Document

################

4xoverland don’t get me wrong, I also dcdc chargers for dual batteries for 2 reasons.
1. It has a proper multi stage charging profile for the battery chemistry type. Not just dumping 14+ volts like an alternator.
2. Deals with voltage drop in my batteries in my camper and rear of the car.
3. Can work instead voltage sensitive relay if installed correctly.
4. Accepts solar input.
I have fully installed myself and setup a RedArc Manager 30+TVMS in my camper and multiple DCDC/BC in my vehicles. They are absolutely awesome. My comments were my triggered when you indicated that the alternator can work out what battery is which and treat them differently when they are on the same circuit in parallel.
Maybe my points were more in theory and I suppose there are also a lot of variables that can differ results. I just got a new Ranger wild track and connecting over the OBD port I notice it has has options for dual batteries charge percentage ie. 75,85,95,100% which is interesting.
Btw I absolute love your videos please keep them up! I’m a big fan..
floating voltages is different in the batteries as well, so the alternator can not reach the higher floating voltage as it is set for 12.7/// 14.4 , make your choice you can only have 12.7 or the higher voltage by changing the voltage regulator on the alternator, or run a piggy back alternator with a dual output for 2 batteries with different voltages,,,or use a special charger made for the spare battery, if you dont you are screwed !
Owning a PX Ford Ranger.....there is no way of fitting a second battery without using (in my case the Red Arc BC -DC charger 20 amp) as the factory set up for the alternator is a float charge system. At the first service I had the alternator reprogrammed to charge constantly after several flat batteries. The BC-DC is programmable for lead acid, gel, and deep cycle. Over the past twenty five odd years I have had quite a few 4wds and in the early days we were forced to use solenoids as none of this stuff was available, even the battery options were lead acid. The alternators in those days were ",compared to today's units" ....minuscule most were around the 40 amp mark.Nearly all the diesel alternators were designed to drive the vacuum pump and were low output. We had stators rewound and were able to get a few more amps out of them. With the new alternators they now have well over 100 amp output and beyond due to higher demand from electrical components.
Now this is where the motorists get confused, they think you can jamb the high current straight back into the battery, they don't realise a battery acts as a very large resistor.

################

[Entries drawn from a collection]
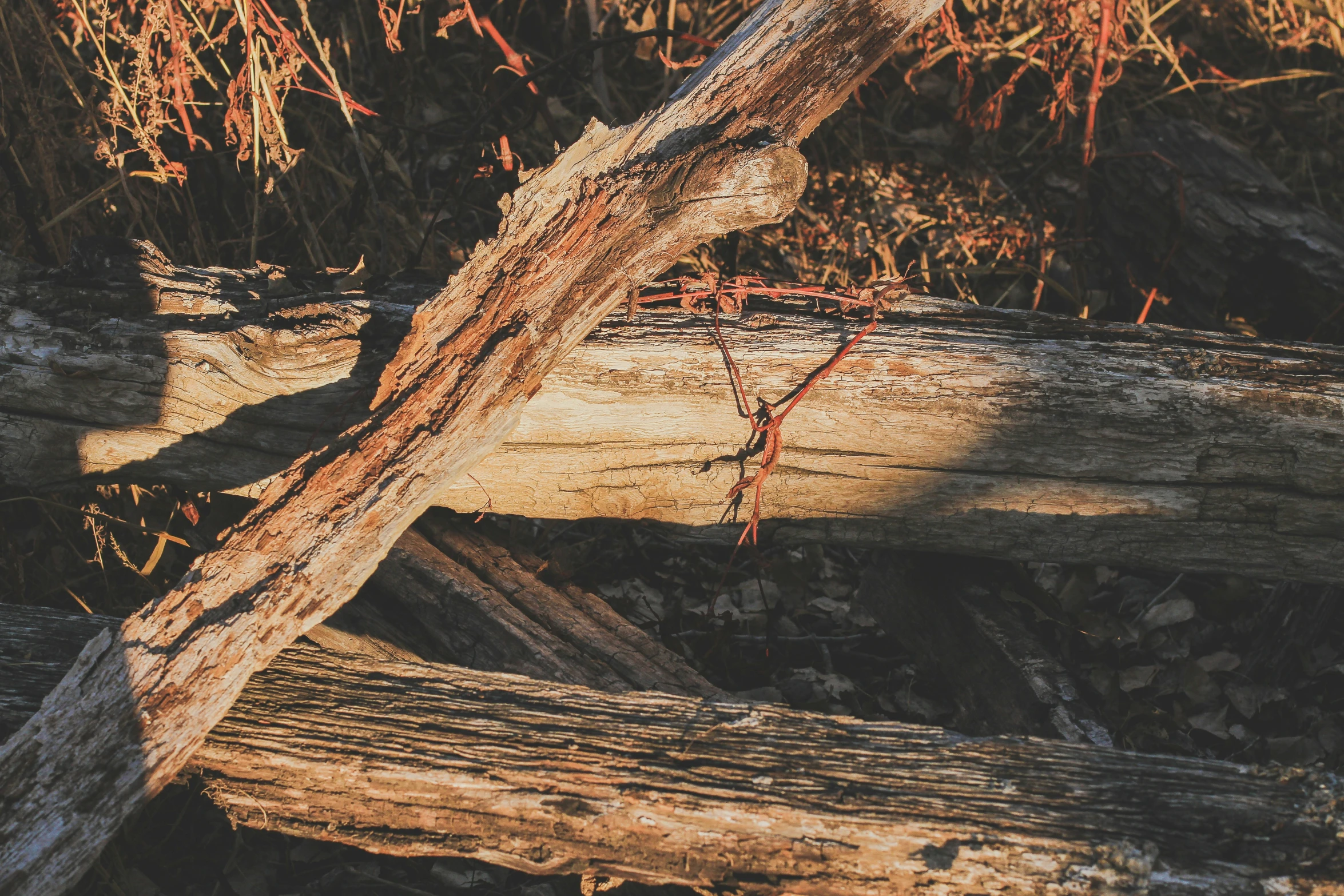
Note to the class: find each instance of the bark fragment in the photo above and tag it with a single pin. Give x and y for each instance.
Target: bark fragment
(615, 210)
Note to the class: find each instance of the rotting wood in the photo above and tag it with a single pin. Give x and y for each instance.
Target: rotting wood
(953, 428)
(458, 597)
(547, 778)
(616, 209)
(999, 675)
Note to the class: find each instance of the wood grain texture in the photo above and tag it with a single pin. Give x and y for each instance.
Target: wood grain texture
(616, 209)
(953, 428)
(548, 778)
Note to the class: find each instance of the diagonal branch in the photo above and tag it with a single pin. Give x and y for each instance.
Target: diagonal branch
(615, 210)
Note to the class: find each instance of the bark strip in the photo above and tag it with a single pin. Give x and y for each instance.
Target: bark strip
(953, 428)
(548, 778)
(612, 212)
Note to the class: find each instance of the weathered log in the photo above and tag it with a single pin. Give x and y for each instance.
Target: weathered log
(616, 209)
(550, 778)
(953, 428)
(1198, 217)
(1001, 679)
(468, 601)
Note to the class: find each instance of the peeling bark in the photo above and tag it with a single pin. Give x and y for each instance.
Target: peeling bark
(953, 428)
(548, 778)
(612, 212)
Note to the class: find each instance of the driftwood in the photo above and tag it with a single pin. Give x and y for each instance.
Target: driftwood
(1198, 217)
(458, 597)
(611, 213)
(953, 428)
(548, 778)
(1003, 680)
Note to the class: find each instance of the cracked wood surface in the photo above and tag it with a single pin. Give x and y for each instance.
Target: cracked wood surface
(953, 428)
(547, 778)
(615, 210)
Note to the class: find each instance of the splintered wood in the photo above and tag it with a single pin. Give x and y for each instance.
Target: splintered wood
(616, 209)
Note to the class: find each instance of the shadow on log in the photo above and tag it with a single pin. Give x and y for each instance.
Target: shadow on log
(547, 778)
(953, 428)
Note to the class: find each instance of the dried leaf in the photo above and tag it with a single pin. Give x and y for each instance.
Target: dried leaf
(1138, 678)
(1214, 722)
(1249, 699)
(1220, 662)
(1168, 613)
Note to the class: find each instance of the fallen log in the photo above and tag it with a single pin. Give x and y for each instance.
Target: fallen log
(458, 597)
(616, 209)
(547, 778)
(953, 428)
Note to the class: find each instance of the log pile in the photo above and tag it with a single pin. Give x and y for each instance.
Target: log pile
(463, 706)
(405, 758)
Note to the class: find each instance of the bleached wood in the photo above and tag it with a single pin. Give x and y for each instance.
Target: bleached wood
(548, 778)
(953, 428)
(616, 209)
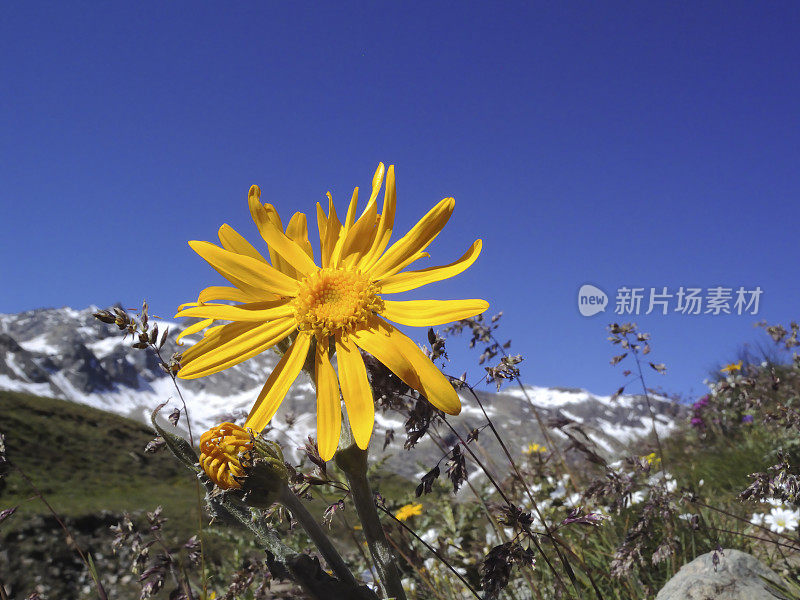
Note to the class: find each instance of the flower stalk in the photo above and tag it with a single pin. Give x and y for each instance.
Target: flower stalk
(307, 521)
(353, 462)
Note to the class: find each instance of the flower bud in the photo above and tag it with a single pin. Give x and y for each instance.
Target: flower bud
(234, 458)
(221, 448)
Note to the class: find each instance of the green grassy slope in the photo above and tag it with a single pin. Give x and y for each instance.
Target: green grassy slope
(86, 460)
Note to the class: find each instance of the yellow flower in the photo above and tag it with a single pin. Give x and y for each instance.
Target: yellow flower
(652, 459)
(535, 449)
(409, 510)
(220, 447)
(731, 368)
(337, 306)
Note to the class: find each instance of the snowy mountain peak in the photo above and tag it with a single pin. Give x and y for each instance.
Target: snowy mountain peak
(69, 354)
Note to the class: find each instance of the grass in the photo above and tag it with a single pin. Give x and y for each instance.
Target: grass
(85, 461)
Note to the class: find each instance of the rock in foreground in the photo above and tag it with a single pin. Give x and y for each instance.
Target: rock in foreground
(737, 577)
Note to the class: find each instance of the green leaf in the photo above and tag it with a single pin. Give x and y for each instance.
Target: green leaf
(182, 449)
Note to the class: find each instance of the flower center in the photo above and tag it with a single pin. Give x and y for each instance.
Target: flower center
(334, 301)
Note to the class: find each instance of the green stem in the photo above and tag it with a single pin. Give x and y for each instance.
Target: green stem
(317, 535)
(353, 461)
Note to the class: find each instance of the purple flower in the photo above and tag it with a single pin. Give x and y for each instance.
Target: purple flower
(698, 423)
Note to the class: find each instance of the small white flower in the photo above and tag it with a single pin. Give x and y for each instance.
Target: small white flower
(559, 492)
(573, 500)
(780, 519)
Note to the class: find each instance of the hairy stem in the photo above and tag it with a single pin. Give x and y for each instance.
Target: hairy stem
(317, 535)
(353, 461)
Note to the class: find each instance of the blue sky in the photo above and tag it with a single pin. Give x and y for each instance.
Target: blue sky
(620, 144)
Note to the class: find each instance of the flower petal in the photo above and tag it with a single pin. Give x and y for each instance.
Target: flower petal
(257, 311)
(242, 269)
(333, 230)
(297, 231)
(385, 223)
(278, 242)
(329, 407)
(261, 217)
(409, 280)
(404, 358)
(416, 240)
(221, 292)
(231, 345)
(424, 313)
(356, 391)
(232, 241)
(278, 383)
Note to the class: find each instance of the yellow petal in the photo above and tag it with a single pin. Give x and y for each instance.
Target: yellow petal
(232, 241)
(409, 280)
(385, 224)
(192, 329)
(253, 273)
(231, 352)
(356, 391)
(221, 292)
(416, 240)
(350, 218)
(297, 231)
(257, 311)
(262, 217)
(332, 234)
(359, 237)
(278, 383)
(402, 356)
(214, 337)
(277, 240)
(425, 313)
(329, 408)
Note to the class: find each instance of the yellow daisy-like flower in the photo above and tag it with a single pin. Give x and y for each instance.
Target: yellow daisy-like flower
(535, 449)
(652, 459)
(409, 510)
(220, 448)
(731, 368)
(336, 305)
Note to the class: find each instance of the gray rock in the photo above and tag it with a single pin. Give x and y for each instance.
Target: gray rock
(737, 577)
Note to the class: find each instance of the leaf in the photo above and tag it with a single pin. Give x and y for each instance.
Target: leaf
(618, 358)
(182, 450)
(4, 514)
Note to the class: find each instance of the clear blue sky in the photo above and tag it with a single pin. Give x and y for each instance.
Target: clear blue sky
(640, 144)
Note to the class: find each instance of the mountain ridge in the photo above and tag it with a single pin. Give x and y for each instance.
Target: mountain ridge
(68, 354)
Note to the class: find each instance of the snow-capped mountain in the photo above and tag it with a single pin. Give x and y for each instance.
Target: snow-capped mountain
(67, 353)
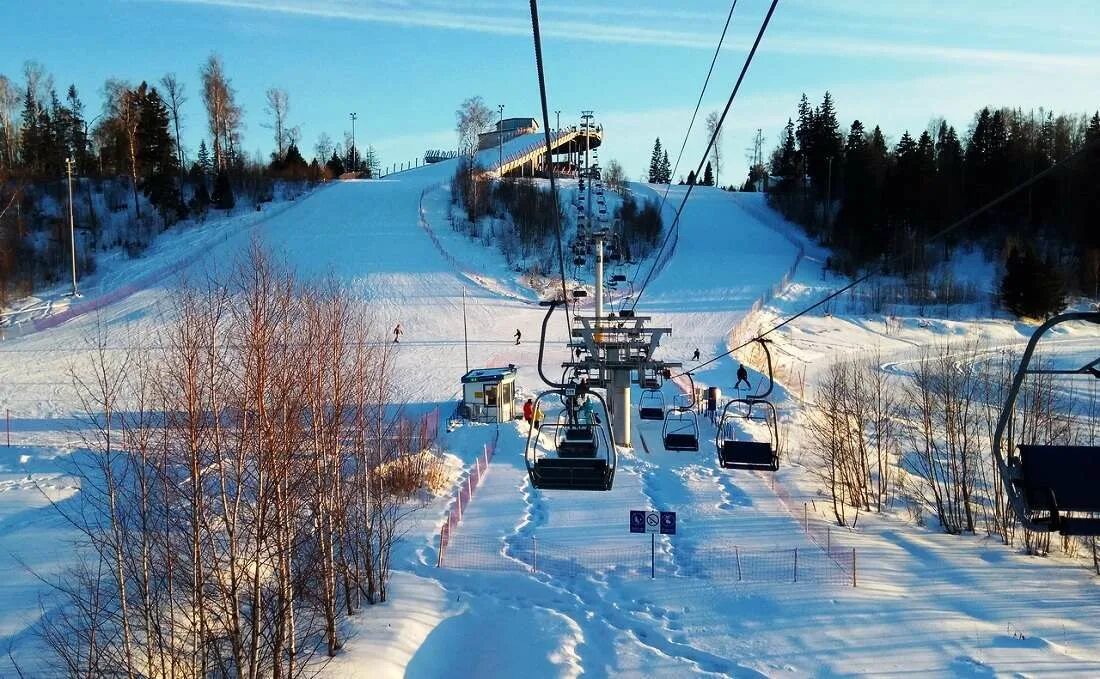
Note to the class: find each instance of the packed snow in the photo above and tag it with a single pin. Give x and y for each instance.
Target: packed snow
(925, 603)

################

Stated exercise 1
Using the thread on dual batteries, mark each statement yes or no, and quote the words from the thread that settle it.
(a) The factory alternator setup on the PX Ford Ranger is a float charge system.
(b) In the early days, most diesel alternators were around the 100 amp mark.
(c) The new Ranger Wildtrak's dual battery charge percentage options include 90%.
Stated exercise 2
According to the thread on dual batteries, why was there no way to fit a second battery to the PX Ford Ranger without a DC-DC charger?
The entries aren't needed for this work.

Expected output 1
(a) Yes: "the factory set up for the alternator is a float charge system"
(b) No: "most were around the 40 amp mark"
(c) No: "ie. 75,85,95,100%"

Expected output 2
On the PX Ford Ranger, the factory setup for the alternator is a float charge system. That is why the owner needed a DC-DC charger, in this case the Red Arc BC-DC charger 20 amp, to fit a second battery.